#### Work to be completed
Reproduce, without changes, the part of the thread on losing the ability to eat solid food that lies between "Food as I had" and "expulsion. A rejection.", inclusive.

#### Passage
*** Begin section ***
Food as I had always known it was now in the past.
February 6, 2018 12:09 PM   Subscribe

My last meal was either chicken and rice, piled with Mom’s brown gravy, or chicken stir-fry; I seem to remember the latter, but a blog post I wrote soon after says the former. What I know for sure: It was a Thursday, dinner involved rice, and the few bites I managed to force down were wrong. My mouth felt overly large, chunks of food bouncing every which way and not where or when I expected. My tongue seemed thick and wide. And at its sloping base, a feeling of tubal claustrophobia. I corralled the bites backward and downward, but when I tried to swallow, my throat retched forward. Not like vomiting, not an expulsion. A rejection.
Kayla Whaley talks about how she lost the ability to eat solid food as a result of Spinal Muscular Atrophy in her column for Catapult.
posted by MartinWisse (8 comments total) 11 users marked this as a favorite
I can't even imagine. Eating, despite being something I'm at war with myself over, is so fundamental to who I am that... oof.
posted by drewbage1847 at 12:37 PM on February 6, 2018

But over the course of twenty-four years of regular visits, no one ever thought to mention, to me or my parents, that swallowing could become an issue.

That's just terrible.
posted by showbiz_liz at 3:03 PM on February 6, 2018

I know that modern medicine sports many miracles, but sometimes it seems really bad at the basics.
*** End section ***
#### Extracted entries
*** Begin section ***
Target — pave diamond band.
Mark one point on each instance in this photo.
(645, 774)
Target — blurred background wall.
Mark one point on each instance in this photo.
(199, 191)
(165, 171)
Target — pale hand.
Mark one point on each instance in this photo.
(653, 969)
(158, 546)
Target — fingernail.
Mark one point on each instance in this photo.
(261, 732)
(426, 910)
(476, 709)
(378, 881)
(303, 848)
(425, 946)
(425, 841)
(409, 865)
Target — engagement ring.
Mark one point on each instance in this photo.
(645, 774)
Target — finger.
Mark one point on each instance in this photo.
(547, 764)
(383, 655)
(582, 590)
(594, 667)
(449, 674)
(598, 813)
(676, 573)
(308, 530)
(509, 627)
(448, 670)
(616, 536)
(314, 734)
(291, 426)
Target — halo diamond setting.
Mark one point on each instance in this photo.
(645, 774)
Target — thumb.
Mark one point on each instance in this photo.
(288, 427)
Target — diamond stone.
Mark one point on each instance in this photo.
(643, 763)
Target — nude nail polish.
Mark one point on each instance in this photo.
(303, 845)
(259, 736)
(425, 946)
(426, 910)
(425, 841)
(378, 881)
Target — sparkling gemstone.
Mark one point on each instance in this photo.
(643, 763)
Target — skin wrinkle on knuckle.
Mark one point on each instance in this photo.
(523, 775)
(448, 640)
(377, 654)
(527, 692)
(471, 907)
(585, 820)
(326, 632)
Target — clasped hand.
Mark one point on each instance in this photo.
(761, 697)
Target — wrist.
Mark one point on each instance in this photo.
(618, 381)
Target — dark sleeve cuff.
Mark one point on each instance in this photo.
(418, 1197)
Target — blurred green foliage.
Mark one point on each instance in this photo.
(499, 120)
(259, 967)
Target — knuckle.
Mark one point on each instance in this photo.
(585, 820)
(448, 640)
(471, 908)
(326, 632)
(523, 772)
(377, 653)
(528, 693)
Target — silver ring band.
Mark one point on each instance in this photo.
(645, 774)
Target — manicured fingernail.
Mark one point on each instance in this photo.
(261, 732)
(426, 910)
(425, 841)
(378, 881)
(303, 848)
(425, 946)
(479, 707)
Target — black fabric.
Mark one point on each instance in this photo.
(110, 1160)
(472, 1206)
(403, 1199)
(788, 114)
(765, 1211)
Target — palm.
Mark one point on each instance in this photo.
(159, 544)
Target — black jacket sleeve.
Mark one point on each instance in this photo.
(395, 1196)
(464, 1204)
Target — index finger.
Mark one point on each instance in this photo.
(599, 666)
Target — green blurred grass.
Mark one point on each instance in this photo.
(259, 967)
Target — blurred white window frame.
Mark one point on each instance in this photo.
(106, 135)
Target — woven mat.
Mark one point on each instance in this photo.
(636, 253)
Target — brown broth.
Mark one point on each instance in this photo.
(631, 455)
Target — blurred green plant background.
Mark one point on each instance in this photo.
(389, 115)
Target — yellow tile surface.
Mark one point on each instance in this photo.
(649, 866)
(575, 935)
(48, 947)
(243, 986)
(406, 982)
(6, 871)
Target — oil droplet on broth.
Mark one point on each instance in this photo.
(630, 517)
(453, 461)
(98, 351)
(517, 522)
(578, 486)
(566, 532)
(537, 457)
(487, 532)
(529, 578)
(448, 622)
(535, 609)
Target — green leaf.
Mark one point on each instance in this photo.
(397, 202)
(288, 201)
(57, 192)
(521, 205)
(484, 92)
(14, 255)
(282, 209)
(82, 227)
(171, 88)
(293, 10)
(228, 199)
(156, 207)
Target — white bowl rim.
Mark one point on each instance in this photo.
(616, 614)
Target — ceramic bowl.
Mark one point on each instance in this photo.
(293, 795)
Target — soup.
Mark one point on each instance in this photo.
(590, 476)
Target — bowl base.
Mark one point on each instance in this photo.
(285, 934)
*** End section ***
#### Exercise answer
Food as I had always known it was now in the past.
February 6, 2018 12:09 PM   Subscribe

My last meal was either chicken and rice, piled with Mom’s brown gravy, or chicken stir-fry; I seem to remember the latter, but a blog post I wrote soon after says the former. What I know for sure: It was a Thursday, dinner involved rice, and the few bites I managed to force down were wrong. My mouth felt overly large, chunks of food bouncing every which way and not where or when I expected. My tongue seemed thick and wide. And at its sloping base, a feeling of tubal claustrophobia. I corralled the bites backward and downward, but when I tried to swallow, my throat retched forward. Not like vomiting, not an expulsion. A rejection.